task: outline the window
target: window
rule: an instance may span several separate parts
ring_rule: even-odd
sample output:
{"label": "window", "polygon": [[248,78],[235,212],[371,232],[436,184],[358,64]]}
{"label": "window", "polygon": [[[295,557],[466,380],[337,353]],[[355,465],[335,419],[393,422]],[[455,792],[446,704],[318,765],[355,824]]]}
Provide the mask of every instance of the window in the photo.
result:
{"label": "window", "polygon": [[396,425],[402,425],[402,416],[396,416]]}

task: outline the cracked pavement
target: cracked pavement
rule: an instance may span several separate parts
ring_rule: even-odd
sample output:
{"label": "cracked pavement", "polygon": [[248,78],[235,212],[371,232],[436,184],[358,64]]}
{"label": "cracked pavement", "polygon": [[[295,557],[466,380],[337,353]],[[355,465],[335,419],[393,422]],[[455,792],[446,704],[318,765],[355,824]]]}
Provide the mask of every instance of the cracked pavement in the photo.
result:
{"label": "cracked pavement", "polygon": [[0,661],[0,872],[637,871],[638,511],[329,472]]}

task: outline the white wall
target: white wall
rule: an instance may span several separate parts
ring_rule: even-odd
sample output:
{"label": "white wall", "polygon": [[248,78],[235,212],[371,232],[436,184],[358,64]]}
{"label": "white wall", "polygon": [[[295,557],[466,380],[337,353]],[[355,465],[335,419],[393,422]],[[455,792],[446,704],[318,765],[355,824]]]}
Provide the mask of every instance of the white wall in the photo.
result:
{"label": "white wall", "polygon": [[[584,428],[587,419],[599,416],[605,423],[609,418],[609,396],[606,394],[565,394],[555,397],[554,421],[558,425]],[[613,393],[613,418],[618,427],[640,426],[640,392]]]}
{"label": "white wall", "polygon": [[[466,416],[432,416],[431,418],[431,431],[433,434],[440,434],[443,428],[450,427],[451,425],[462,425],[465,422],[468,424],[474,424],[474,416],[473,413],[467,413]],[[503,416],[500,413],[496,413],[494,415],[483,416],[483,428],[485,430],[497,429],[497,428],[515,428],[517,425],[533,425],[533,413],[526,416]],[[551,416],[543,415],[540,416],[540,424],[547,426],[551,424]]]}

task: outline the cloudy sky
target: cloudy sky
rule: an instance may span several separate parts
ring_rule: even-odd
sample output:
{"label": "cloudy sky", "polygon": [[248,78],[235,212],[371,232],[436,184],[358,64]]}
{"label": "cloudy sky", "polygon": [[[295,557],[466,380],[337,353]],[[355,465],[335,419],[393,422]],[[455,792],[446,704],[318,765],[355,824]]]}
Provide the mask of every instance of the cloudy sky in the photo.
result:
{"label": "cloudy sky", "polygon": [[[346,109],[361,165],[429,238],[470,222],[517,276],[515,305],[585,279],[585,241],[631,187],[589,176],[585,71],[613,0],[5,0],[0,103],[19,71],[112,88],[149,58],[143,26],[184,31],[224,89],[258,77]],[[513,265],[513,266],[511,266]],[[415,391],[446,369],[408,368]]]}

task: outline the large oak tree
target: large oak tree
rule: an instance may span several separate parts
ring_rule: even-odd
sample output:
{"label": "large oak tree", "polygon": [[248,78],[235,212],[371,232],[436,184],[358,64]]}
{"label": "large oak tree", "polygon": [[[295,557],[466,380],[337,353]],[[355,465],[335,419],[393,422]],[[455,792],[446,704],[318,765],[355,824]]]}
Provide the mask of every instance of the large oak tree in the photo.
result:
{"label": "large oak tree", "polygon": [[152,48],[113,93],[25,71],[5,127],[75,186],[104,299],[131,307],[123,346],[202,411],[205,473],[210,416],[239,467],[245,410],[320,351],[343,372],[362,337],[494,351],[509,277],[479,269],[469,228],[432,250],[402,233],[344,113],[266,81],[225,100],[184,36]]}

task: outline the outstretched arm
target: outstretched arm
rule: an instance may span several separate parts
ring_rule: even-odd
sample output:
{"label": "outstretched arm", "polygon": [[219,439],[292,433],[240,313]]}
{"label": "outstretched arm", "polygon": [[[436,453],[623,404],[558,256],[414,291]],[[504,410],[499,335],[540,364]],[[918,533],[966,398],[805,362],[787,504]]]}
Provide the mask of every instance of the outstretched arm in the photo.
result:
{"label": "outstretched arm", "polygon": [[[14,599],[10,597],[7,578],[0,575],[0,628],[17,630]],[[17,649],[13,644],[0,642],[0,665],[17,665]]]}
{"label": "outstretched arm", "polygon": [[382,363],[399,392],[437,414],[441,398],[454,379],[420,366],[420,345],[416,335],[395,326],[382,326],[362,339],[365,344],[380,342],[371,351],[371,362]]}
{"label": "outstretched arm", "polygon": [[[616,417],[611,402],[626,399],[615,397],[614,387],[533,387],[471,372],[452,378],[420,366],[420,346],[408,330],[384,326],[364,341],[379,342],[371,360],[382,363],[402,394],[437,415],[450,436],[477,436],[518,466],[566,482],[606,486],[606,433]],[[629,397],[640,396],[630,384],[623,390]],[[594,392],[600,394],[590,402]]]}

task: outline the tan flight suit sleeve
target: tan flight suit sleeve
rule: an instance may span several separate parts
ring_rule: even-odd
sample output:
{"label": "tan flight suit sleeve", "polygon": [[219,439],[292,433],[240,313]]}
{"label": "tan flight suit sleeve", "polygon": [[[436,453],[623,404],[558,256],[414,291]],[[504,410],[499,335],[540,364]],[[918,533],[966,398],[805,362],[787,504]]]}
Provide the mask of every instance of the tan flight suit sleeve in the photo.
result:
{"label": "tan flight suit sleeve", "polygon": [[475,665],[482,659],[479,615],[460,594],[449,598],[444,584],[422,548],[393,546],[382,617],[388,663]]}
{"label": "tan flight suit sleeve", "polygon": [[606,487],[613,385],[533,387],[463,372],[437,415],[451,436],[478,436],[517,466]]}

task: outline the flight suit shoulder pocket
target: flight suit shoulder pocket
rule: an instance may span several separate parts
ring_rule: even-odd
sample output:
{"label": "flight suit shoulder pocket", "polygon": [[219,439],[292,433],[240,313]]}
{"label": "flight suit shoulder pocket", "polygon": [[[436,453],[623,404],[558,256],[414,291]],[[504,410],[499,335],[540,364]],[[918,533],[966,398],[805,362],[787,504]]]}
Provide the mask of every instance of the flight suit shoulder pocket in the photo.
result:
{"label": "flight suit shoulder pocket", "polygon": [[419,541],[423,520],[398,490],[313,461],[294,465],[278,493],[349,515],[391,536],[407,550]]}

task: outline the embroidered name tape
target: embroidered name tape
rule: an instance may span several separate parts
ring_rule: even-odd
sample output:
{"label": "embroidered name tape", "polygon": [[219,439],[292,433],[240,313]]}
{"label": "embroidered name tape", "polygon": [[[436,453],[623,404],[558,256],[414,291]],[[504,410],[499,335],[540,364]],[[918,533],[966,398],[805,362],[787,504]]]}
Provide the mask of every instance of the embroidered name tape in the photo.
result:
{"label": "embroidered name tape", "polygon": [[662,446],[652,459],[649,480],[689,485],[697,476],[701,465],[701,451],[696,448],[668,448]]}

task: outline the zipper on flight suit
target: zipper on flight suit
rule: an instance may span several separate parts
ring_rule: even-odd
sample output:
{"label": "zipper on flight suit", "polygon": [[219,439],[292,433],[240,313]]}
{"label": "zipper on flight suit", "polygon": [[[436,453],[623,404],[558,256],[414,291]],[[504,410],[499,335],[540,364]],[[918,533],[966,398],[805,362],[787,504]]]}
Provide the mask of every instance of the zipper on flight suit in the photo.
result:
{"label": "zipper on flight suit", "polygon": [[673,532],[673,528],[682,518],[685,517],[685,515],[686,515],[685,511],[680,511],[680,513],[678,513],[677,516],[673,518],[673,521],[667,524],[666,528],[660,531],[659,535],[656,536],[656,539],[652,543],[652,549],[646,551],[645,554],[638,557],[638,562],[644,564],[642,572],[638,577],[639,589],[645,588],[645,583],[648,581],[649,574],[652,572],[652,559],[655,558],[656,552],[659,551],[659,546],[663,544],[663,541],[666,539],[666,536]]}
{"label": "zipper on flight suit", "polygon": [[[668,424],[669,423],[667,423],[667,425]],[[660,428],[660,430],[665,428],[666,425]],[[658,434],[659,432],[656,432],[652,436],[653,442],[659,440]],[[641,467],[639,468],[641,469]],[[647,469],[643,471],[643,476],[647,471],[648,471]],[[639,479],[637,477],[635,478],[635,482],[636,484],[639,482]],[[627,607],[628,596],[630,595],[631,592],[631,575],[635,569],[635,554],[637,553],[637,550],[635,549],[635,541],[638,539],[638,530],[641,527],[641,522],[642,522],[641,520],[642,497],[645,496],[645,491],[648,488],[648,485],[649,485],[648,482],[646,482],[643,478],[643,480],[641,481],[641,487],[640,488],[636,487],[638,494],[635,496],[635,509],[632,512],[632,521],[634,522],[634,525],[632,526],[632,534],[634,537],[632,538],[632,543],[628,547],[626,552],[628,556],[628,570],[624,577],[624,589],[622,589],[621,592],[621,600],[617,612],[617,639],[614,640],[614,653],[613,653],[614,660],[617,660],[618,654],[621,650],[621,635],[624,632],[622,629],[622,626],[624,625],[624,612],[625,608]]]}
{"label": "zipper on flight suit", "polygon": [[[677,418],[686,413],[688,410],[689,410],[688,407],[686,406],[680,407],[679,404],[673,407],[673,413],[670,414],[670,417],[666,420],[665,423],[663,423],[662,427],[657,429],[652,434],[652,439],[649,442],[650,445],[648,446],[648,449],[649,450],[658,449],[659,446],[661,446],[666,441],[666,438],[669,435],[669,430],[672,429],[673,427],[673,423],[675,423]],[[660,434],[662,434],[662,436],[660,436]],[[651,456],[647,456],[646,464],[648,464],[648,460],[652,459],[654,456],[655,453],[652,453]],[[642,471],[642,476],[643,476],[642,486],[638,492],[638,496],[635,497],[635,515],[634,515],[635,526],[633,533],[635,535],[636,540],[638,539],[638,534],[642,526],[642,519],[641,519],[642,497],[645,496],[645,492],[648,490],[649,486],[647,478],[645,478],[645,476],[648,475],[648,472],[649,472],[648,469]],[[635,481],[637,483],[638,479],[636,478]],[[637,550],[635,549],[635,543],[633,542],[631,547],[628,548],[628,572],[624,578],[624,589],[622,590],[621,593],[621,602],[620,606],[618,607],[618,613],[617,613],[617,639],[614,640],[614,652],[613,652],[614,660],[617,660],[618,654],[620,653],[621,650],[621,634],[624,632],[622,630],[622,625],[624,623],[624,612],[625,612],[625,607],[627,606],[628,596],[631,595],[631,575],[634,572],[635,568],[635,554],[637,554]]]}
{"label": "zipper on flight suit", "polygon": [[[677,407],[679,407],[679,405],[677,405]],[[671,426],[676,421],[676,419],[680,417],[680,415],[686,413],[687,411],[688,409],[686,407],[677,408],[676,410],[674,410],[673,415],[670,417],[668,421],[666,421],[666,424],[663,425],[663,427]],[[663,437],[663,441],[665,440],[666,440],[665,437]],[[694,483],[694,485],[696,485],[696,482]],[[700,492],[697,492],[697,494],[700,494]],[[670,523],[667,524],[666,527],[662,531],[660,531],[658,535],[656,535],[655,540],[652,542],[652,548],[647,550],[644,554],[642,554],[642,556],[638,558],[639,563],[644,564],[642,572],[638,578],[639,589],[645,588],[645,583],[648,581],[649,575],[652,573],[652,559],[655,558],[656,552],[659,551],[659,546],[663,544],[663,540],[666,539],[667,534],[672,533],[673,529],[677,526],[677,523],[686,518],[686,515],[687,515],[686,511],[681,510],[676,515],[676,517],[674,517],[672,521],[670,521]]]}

• _Problem requirements_: Throughout the material above, find lines holding the word "target", then copy them.

• _Answer section_:
target: window
target: cracked pavement
target: white wall
target: cloudy sky
target: large oak tree
target: outstretched arm
target: tan flight suit sleeve
target: flight suit shoulder pocket
target: embroidered name tape
target: zipper on flight suit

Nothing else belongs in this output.